▶ **Given exercise**
From the rows below, pull out word for word the lines starting with the one containing "Target: pointed green bud tip" and ending after the one containing "521], [84, 494]]", including both.

▶ **Data for the task**
= = =

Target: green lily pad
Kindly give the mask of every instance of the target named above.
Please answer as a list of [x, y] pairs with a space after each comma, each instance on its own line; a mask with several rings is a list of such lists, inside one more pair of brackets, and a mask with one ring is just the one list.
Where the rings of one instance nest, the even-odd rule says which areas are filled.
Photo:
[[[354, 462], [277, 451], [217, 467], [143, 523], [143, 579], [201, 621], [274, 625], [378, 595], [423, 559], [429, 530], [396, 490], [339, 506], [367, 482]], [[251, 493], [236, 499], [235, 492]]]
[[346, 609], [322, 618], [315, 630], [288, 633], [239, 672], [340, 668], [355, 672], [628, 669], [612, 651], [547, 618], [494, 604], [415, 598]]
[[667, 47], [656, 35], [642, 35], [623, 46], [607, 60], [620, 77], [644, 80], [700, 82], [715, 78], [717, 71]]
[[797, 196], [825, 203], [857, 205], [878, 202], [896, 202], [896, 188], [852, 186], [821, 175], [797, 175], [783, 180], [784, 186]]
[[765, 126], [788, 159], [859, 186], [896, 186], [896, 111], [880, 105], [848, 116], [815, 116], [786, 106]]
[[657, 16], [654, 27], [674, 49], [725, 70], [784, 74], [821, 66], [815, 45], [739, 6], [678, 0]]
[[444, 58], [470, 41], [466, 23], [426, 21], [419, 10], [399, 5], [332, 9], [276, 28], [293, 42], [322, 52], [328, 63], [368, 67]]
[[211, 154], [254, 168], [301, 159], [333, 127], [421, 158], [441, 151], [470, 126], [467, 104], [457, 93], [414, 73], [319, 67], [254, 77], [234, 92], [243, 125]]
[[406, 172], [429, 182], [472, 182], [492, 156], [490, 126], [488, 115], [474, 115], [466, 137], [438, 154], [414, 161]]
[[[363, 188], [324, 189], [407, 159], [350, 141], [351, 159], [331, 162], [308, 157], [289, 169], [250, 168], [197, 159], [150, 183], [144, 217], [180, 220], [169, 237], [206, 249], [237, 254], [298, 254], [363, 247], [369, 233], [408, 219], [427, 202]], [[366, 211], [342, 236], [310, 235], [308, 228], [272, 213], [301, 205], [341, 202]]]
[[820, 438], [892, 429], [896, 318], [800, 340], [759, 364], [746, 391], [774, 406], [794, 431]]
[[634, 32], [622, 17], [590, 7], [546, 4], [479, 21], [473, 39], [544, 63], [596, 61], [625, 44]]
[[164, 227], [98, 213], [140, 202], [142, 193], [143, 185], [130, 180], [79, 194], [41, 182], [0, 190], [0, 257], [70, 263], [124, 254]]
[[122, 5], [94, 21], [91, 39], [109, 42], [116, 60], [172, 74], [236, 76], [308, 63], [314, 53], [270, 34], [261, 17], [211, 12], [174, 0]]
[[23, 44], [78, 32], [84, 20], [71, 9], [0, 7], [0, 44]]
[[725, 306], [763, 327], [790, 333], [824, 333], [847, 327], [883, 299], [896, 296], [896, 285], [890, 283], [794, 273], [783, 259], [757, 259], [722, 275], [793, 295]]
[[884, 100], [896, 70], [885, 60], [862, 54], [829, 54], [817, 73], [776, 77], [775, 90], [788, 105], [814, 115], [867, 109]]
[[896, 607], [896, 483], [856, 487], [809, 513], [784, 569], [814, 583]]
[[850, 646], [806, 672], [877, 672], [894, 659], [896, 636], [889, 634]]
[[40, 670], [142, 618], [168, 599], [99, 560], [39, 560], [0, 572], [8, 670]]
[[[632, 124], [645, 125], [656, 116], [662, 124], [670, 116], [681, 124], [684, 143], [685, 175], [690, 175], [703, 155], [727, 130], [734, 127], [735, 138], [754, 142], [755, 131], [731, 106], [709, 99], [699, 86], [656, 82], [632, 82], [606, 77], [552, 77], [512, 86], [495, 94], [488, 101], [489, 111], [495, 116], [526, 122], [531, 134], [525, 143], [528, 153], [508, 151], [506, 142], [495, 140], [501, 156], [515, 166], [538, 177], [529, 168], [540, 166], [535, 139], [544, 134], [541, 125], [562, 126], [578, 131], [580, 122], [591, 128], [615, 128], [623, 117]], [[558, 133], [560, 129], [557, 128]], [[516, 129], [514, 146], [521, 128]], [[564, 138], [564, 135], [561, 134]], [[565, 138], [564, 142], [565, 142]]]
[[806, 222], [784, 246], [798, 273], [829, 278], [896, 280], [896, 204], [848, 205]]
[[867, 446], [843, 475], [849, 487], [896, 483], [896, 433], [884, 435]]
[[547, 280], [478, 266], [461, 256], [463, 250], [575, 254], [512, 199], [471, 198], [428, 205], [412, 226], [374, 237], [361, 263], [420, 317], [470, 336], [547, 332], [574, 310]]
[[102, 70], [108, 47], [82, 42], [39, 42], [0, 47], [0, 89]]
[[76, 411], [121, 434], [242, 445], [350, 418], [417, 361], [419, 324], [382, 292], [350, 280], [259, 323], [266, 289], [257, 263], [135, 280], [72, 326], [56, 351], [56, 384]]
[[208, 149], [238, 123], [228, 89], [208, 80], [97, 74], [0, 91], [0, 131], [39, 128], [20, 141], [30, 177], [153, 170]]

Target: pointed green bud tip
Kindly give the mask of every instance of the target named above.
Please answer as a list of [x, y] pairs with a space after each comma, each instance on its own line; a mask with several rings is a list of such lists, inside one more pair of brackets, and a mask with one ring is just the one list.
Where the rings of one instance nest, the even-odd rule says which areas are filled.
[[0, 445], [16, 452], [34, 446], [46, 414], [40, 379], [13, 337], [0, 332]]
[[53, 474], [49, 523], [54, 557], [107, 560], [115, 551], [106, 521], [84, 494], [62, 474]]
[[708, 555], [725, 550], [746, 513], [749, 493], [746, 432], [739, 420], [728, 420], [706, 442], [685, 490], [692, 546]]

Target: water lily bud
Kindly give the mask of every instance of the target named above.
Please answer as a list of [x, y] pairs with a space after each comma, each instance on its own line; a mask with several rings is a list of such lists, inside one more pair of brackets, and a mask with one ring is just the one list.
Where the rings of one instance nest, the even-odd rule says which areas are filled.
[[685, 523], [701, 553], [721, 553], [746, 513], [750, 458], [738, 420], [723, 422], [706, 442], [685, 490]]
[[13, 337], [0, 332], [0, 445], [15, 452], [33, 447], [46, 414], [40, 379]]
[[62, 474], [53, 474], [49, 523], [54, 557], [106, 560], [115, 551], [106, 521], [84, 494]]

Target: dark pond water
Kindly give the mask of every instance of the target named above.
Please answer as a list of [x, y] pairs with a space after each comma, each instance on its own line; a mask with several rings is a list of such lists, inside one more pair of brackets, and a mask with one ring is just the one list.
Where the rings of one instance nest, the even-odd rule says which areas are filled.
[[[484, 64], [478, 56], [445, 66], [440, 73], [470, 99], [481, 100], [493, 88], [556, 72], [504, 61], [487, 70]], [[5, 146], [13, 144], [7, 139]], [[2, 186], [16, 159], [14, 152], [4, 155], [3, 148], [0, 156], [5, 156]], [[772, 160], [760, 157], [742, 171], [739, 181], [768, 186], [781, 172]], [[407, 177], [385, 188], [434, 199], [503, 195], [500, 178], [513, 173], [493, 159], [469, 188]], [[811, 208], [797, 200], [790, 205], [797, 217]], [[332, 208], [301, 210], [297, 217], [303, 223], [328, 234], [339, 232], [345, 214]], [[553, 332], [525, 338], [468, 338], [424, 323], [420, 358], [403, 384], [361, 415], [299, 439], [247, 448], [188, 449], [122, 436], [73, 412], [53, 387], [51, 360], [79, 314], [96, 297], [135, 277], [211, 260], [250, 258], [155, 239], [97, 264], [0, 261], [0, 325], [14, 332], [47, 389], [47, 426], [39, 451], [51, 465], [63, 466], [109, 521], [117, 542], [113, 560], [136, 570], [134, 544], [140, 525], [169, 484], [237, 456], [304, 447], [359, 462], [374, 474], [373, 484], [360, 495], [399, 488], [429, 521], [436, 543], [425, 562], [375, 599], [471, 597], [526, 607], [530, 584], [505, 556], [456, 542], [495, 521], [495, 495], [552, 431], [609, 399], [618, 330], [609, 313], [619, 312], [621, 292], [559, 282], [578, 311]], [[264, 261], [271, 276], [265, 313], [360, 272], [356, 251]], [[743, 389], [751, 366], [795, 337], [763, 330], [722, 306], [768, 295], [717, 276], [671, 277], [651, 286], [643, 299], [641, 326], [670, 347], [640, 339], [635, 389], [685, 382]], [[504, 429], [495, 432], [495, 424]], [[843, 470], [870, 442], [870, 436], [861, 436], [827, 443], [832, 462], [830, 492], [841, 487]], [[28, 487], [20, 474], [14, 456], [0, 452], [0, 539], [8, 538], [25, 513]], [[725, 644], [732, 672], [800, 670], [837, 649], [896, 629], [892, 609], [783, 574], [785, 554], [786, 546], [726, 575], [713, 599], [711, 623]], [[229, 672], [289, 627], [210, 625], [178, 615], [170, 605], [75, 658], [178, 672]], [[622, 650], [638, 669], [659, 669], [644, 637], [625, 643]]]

= = =

▶ **Full solution**
Target: pointed green bud tip
Kindly give the mask of every instance of the target named above.
Please answer as a list of [x, y] pairs with a space after each comma, each instance on its own line; a mask with several rings is a list of such lists, inside one more pair of brackets, and a mask with one ring is just the one list.
Where the rings of one instance nest, the even-odd rule says which areas are filled.
[[0, 445], [16, 452], [34, 446], [46, 414], [40, 379], [13, 337], [0, 332]]
[[53, 474], [49, 523], [54, 557], [107, 560], [115, 551], [106, 521], [84, 494], [62, 474]]
[[708, 555], [725, 550], [746, 513], [749, 493], [746, 432], [739, 420], [728, 420], [706, 442], [685, 490], [692, 546]]

Target: water lily bud
Kindly give the mask of every instance of the target named above.
Please answer as a list of [x, y] pairs with a space after each comma, each instance on its own line; a mask with several rings is a list of such lists, inside one more pair of brackets, and a mask with one ring is just the one list.
Where the rings of one instance nest, the even-odd rule says which areas are filled.
[[685, 523], [701, 553], [721, 553], [746, 513], [750, 458], [738, 420], [723, 422], [706, 442], [685, 490]]
[[13, 337], [0, 332], [0, 445], [15, 452], [33, 447], [46, 414], [40, 379]]
[[62, 474], [53, 474], [49, 523], [54, 557], [106, 560], [115, 551], [106, 521], [84, 494]]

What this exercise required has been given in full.